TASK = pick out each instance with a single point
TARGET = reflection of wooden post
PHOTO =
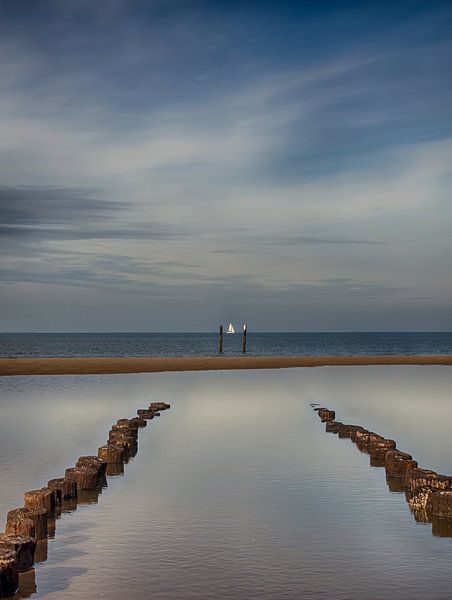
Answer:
(220, 340)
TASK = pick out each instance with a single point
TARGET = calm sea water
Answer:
(205, 344)
(236, 492)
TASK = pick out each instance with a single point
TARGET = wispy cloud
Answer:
(159, 149)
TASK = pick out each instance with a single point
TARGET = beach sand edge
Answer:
(116, 365)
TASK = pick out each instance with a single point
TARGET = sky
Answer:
(172, 165)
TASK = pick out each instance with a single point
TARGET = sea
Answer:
(206, 344)
(237, 491)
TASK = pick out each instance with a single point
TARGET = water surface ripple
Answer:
(236, 492)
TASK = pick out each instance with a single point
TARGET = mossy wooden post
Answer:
(245, 328)
(9, 573)
(43, 498)
(27, 521)
(220, 340)
(23, 546)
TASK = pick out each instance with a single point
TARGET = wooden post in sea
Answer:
(245, 327)
(220, 340)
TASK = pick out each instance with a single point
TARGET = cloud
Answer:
(168, 153)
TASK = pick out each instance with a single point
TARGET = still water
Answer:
(206, 344)
(236, 491)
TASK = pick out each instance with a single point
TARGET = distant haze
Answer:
(171, 165)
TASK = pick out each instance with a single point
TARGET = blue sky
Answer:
(173, 165)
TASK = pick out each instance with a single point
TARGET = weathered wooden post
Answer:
(220, 340)
(9, 573)
(27, 521)
(24, 546)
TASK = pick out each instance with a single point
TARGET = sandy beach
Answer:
(95, 366)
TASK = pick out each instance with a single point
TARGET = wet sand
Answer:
(98, 366)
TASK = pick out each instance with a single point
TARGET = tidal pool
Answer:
(236, 492)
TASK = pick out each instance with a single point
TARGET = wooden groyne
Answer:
(27, 528)
(148, 364)
(428, 494)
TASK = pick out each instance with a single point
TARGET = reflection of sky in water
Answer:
(236, 492)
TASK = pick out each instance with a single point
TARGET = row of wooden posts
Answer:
(429, 494)
(28, 527)
(221, 335)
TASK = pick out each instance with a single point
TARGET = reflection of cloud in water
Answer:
(237, 488)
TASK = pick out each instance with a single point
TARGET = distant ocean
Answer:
(205, 344)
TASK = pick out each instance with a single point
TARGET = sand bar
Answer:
(97, 366)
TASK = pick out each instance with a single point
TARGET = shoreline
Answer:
(117, 365)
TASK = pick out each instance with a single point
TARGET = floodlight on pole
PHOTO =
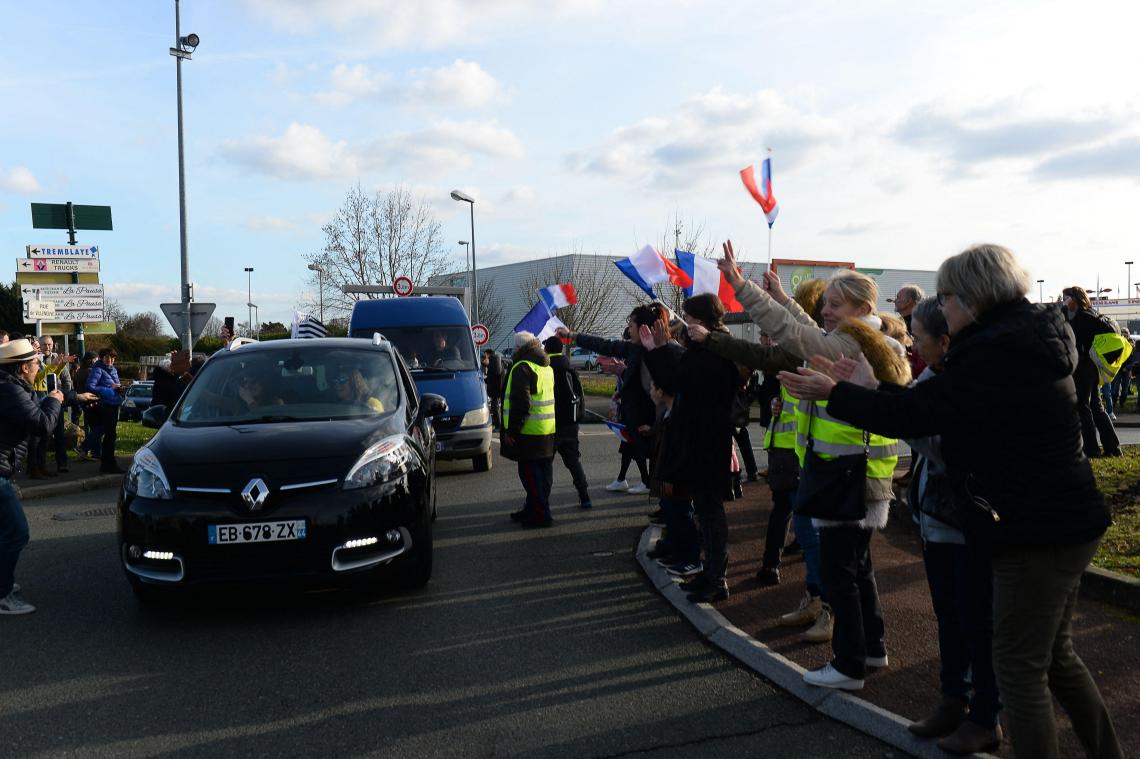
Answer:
(463, 197)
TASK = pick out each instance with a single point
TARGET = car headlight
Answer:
(146, 479)
(380, 463)
(475, 417)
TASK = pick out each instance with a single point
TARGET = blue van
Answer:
(433, 335)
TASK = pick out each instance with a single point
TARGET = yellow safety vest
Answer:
(1109, 351)
(832, 438)
(781, 432)
(540, 418)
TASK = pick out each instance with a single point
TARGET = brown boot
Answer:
(944, 720)
(971, 737)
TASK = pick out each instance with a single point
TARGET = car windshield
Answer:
(295, 384)
(431, 349)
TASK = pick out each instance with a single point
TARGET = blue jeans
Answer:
(683, 538)
(13, 535)
(808, 539)
(961, 590)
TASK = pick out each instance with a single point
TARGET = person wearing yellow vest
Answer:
(528, 427)
(851, 328)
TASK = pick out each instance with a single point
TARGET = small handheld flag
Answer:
(556, 296)
(762, 194)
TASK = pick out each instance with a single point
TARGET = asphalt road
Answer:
(526, 643)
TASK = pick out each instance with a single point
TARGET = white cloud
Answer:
(707, 136)
(461, 83)
(306, 153)
(19, 179)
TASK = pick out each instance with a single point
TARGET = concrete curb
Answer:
(786, 674)
(98, 482)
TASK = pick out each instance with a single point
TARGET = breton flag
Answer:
(539, 321)
(646, 268)
(620, 431)
(555, 296)
(707, 278)
(762, 194)
(306, 325)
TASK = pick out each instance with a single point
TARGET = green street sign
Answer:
(54, 215)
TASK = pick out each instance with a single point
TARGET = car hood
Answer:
(282, 453)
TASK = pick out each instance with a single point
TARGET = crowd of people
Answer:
(1006, 502)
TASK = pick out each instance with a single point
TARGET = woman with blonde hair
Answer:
(1023, 488)
(851, 597)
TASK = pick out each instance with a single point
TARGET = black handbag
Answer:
(832, 488)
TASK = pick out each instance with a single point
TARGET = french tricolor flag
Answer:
(555, 296)
(762, 194)
(707, 278)
(646, 268)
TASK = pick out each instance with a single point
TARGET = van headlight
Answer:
(146, 479)
(381, 463)
(475, 417)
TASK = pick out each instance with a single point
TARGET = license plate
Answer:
(257, 532)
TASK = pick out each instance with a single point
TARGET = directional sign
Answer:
(48, 266)
(198, 315)
(63, 251)
(59, 292)
(39, 311)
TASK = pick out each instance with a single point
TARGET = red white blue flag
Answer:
(762, 194)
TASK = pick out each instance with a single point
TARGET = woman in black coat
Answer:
(1024, 489)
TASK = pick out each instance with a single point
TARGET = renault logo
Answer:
(254, 494)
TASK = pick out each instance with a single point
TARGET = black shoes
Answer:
(767, 577)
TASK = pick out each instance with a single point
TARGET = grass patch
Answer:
(1120, 480)
(132, 435)
(599, 384)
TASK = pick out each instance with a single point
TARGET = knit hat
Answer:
(16, 351)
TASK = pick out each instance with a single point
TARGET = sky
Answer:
(901, 132)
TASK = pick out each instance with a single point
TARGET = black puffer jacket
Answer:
(22, 417)
(1028, 465)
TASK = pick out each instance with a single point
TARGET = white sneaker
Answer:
(829, 677)
(13, 604)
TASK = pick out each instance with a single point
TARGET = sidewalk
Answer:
(80, 476)
(1106, 637)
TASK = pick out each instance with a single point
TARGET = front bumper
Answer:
(165, 543)
(466, 442)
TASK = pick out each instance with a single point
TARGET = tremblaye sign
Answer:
(63, 251)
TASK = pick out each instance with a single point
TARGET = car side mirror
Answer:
(155, 416)
(432, 405)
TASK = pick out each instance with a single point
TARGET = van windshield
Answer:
(446, 348)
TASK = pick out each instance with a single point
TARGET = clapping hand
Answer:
(727, 264)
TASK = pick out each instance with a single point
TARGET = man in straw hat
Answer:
(21, 417)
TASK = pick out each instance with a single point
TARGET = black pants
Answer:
(848, 578)
(571, 457)
(108, 418)
(1091, 407)
(776, 535)
(747, 456)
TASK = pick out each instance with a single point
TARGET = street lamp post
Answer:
(466, 260)
(320, 286)
(463, 197)
(249, 295)
(184, 46)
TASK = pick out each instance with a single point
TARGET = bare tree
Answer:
(372, 241)
(595, 279)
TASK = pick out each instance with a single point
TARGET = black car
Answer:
(295, 459)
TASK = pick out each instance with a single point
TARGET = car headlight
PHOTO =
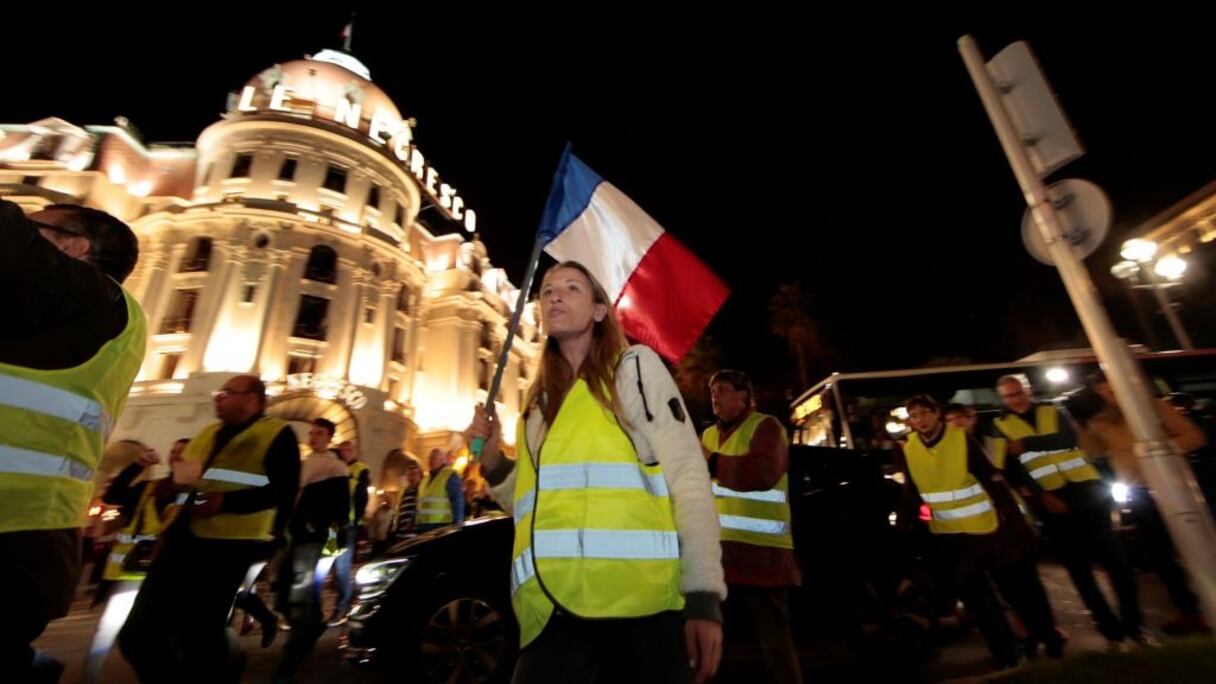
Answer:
(375, 577)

EXERCISE DIRECTIONS → For this answer, retype the lines from the start of the listing through the line that holds "TARGET = beach sand edge", inclusive, exactly and without pictures.

RESPONSE TO THIS TASK →
TASK = pick out each instance with a single point
TARGET = reflection of wooden post
PHOTO =
Answer:
(220, 340)
TASK = pick out each instance with a single point
TARGET = calm sea water
Answer:
(205, 344)
(236, 492)
TASK = pick out each instance with a single point
TARGET = wispy cloud
Answer:
(159, 149)
TASK = pick out each instance with a single point
TARGET = beach sand edge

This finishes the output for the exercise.